## [Provided passage]

+===+

Advancing Scalable Particle-Based Reaction-Diffusion (PBRD) for the Whole-Cell Era.
Whole-cell modelling (WCM) is a grand challenge for 21st-century science,
demanding an interdisciplinary approach to create predictive tools that bridge the gap from
fundamental molecular structures to the emergent behaviours of life. While a spatially-
resolved model of a minimal cell has recently been proposed, its scalability to more complex
cells remains a major hurdle. The most formidable computational bottleneck of these multi-
physics, modular, WCMs lies in simulating stochastic reaction-diffusion processes. Reaction-
Diffusion Master Equation (RDME) methods, for example the Spatial Gillespie Algorithm,
are the most widely used approach but are fundamentally constrained by their reliance on
discrete spatial domains. In contrast, Particle-Based Reaction-Diffusion (PBRD) simulations,
while offering high spatial resolution and molecular-level stochasticity, have been historically
overlooked in favour of RDME methods because the more significant scalability limitations
of PBRD methods have typically been considered an insurmountable barrier to advancing
WCMs.
This talk will shed light on this scientific blind spot by introducing recent
breakthroughs in PBRD methodologies that directly address and overcome its
traditional scalability limitations. By exploring the mathematical foundations for how
PBRD can efficiently simulate the molecular scale kinetics of increasingly complex
cell types, this work pushes the boundaries of what is computationally feasible and
paves the way for the next generation of whole-cell simulations.

+===+

## [Dataset entries]
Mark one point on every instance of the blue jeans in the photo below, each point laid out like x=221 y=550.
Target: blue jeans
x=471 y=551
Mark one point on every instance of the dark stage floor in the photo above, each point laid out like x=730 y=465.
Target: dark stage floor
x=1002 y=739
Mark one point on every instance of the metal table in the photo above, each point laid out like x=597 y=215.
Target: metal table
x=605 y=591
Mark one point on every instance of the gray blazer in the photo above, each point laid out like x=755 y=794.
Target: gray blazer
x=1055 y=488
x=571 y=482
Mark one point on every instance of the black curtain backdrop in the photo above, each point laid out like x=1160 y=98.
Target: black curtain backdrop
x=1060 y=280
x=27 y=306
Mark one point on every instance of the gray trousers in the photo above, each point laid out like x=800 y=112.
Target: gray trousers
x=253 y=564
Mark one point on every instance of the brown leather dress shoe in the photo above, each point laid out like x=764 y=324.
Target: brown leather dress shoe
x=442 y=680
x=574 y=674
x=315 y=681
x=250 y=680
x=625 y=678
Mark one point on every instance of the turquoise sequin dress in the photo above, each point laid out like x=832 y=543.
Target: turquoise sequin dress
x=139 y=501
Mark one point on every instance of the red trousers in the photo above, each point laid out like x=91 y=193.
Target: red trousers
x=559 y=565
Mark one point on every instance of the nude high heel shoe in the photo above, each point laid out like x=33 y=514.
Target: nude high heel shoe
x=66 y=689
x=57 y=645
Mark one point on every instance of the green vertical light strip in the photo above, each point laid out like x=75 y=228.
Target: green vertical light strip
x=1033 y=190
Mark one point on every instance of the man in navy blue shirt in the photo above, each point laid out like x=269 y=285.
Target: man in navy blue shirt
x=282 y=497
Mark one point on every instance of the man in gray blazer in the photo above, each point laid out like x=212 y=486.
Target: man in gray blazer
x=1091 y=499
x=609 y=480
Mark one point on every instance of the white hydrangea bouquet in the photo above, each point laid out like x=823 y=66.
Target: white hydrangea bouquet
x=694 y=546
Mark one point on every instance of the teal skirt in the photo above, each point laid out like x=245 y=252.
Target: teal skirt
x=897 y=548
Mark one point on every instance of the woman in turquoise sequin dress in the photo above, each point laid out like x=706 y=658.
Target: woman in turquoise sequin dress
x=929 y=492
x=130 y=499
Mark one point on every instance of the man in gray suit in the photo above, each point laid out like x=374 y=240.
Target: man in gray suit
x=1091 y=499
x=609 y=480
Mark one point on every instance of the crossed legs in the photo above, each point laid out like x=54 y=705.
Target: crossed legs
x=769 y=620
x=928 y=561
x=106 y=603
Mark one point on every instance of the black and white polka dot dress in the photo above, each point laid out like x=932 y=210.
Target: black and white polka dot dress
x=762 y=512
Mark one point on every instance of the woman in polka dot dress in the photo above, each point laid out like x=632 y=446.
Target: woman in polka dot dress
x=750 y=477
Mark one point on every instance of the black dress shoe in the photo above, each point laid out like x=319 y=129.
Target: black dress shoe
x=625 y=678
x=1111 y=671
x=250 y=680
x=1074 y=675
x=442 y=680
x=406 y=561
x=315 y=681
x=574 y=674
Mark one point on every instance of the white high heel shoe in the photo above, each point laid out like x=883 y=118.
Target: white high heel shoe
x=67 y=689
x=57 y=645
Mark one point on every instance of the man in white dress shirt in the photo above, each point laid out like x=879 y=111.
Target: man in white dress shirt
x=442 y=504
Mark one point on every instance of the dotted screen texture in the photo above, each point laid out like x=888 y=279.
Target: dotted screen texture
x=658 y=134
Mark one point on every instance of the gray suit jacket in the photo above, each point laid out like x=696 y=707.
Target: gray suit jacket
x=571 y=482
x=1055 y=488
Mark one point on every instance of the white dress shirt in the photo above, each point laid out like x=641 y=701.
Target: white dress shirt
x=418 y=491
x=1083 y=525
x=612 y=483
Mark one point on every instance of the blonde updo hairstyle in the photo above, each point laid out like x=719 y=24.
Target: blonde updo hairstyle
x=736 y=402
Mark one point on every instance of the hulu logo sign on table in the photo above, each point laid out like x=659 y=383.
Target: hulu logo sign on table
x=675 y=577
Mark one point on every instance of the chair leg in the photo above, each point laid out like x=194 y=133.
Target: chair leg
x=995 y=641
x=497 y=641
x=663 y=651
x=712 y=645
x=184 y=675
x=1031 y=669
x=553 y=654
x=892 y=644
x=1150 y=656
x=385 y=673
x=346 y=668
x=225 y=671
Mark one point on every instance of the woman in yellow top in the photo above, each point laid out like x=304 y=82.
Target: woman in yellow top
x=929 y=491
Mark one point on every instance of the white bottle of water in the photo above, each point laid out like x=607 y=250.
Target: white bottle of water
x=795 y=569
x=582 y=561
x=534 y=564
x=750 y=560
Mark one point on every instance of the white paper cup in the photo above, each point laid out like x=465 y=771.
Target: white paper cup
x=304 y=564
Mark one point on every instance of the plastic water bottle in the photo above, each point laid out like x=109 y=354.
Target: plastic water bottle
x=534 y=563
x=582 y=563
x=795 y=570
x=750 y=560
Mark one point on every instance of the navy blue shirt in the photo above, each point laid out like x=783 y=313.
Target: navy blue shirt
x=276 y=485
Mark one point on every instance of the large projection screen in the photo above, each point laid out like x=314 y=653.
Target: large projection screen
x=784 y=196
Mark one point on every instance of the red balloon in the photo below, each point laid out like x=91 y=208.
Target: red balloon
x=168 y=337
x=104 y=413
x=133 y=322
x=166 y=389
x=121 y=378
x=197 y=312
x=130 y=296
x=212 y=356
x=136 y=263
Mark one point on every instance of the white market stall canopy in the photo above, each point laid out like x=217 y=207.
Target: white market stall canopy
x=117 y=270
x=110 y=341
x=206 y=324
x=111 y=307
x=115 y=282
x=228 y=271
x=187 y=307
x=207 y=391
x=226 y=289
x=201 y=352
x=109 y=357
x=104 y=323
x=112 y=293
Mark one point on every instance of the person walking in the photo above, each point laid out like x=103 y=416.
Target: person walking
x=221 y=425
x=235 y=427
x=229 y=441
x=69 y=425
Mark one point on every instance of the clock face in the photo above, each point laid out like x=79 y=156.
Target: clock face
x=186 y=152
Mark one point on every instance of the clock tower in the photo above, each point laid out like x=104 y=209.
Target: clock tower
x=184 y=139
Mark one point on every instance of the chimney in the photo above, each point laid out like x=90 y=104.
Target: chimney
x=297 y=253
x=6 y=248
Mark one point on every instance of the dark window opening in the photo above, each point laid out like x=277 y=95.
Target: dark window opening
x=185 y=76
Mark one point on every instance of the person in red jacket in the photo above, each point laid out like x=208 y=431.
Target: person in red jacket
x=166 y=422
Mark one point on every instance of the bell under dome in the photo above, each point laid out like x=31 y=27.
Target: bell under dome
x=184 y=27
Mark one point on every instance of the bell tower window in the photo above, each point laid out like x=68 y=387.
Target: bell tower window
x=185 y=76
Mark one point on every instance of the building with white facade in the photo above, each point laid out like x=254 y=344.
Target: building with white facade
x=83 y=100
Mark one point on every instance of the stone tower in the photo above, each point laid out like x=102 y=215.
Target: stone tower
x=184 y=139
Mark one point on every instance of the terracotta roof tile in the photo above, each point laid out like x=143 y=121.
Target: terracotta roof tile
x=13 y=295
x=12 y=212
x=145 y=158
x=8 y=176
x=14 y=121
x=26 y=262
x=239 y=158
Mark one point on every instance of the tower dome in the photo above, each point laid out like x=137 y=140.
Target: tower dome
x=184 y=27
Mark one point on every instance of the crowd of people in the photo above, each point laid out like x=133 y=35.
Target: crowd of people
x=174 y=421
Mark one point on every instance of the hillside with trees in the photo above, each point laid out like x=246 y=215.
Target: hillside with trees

+===+

## [Task instructions]
In the talk abstract on particle-based reaction-diffusion, what is named as the most formidable computational bottleneck of whole-cell models?

## [Solution to the exercise]
Simulating stochastic reaction-diffusion processes.